[Passage]
Computational models of the early visual system have a long history [26]. Of
particular interest are functional models of simple and complex cells in V1. Through
single cell recordings, Pollen and others have shown that the outputs of cells in V1
can be directly modeled in terms of visual stimuli, combining the effects of retinal,
LGN and V1 processing. Simple cell responses in V1 can be modeled as Gabor
filters of the stimulus, parameterized by location, orientation, scale and phase.
Complex cell responses combine the energy of Gabor filters across phases [28].
Following Pollen, this work models early vision as a bank of multi-scale Gabor filters.
Our system computes an image pyramid from the input, convolves it with nonsymmetric
even and odd Gabor filters at every 15º of orientation, and computes the
resulting energy.
It should be noted that the responses of V1 cells can be modulated by portions of
the stimulus outside their classically defined receptive fields [18, 35]. This conflicts
with the model of complex cells as Gabor filters, but the first modulation effects do
not occur until 80-120ms post stimulus. From ERP studies, it seems unlikely that
contextual modulation effects appear soon enough to influence expert recognition.
Although the early vision system processes the whole retinal image through a bank
of Gabor filters, not all of this information is passed downstream to the ventral and
dorsal systems. Instead, a portion of this data is selected by position (and possibly
scale or frequency [24]) for further processing. Parkhurst, et al are able to show a
positive correlation between human eye tracking and a bottom-up model of attention
selection based on color, intensity and orientation. [27]. Maki et al present a model
based on image flow, motion and stereo [21]. Unfortunately, the system described in
this paper does not yet use a biological model of attention selection. Instead, it runs a
corner detector over the image, and successively selects image patches around each
corner. In the future, we hope to replace this with the attentional model in the
Neuormorphic Vision Toolkit [12] (this is the system evaluated by Parkhurst, et al).
[/Passage]
[Given information]
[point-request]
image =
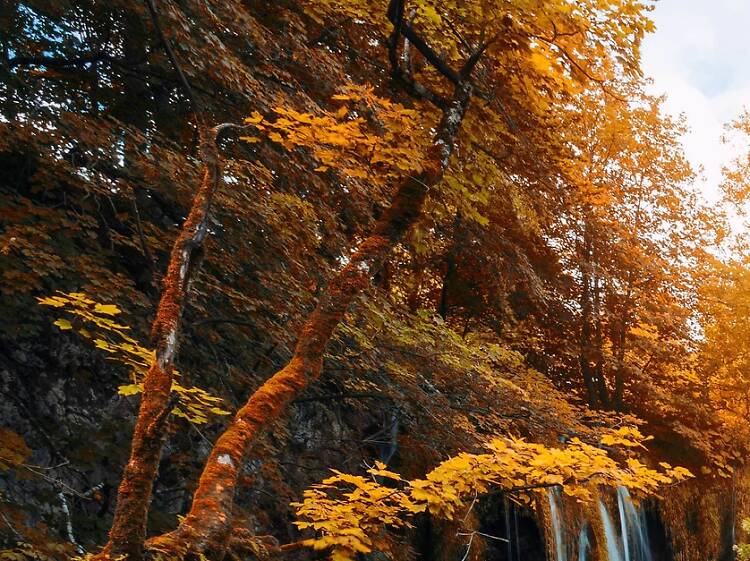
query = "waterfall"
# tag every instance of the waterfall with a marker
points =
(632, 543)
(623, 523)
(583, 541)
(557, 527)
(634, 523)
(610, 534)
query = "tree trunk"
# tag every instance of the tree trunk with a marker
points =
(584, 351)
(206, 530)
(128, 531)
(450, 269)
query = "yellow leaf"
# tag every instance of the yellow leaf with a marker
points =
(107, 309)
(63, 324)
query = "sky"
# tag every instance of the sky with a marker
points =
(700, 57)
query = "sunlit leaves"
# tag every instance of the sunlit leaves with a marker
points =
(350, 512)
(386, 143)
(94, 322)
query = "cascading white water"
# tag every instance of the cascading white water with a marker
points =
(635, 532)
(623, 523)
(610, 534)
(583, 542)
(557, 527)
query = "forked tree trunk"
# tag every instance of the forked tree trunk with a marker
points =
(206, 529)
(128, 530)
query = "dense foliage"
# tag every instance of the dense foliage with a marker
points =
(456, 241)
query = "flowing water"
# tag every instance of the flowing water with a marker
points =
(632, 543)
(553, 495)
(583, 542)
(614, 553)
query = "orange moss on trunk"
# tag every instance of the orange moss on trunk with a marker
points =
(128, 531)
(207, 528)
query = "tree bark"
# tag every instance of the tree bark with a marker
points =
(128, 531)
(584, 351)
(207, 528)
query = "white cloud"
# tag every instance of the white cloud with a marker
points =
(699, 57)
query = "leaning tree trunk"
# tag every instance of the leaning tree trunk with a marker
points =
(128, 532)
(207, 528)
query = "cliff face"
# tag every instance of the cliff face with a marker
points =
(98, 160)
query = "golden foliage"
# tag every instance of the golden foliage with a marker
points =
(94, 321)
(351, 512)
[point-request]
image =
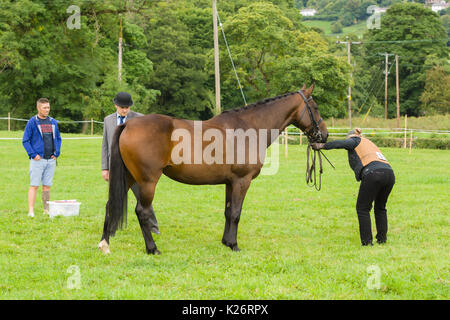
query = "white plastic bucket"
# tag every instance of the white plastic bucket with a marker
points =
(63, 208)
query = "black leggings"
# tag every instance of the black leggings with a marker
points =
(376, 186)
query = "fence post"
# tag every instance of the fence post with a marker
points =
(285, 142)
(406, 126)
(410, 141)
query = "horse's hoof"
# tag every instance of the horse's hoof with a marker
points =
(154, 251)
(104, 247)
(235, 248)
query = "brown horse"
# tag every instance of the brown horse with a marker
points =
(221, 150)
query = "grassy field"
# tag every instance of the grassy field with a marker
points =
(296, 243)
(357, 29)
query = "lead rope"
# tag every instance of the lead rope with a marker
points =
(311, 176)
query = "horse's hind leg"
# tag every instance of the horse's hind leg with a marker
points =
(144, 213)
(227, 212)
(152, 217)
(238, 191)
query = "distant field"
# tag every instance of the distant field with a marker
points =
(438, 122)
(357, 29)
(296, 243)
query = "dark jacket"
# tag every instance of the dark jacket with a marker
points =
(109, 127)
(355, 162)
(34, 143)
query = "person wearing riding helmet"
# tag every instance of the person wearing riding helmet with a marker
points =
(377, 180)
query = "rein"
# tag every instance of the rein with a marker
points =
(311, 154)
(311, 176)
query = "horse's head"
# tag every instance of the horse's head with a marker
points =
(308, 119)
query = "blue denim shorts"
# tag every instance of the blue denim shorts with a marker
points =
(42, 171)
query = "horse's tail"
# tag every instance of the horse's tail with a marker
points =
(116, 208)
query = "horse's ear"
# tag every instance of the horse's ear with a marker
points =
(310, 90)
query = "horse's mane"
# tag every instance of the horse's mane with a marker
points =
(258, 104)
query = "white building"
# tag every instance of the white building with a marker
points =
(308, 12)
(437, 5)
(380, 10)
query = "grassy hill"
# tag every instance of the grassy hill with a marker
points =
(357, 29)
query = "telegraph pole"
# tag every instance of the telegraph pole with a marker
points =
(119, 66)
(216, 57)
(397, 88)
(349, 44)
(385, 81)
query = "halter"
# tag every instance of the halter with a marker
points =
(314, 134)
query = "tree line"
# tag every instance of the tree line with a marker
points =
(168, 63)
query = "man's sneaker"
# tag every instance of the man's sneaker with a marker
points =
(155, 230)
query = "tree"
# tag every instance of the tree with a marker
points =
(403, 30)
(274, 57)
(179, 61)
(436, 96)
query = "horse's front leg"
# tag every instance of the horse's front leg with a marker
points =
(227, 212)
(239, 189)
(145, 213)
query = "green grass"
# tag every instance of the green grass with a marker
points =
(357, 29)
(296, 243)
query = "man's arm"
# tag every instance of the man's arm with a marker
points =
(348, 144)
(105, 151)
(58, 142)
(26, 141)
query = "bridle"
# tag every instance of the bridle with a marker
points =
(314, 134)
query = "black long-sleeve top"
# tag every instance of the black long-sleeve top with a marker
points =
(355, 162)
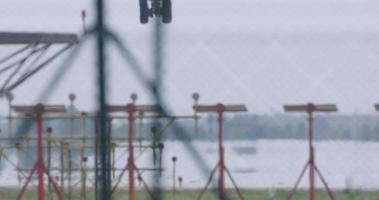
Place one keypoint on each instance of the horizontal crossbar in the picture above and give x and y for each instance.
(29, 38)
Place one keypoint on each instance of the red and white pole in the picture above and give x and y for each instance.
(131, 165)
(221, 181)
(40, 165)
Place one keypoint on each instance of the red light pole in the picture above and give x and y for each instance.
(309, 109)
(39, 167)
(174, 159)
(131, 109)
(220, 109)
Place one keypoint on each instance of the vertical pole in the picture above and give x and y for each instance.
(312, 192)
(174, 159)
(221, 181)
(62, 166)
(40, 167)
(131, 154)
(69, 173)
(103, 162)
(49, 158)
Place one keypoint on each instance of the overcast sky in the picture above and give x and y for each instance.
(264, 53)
[/Given information]
* _What this task involves_:
Copy out the passage on models of early vision between "Following Pollen, this" and "influence expert recognition.", inclusive.

* _Task result_:
Following Pollen, this work models early vision as a bank of multi-scale Gabor filters.
Our system computes an image pyramid from the input, convolves it with nonsymmetric
even and odd Gabor filters at every 15º of orientation, and computes the
resulting energy.
It should be noted that the responses of V1 cells can be modulated by portions of
the stimulus outside their classically defined receptive fields [18, 35]. This conflicts
with the model of complex cells as Gabor filters, but the first modulation effects do
not occur until 80-120ms post stimulus. From ERP studies, it seems unlikely that
contextual modulation effects appear soon enough to influence expert recognition.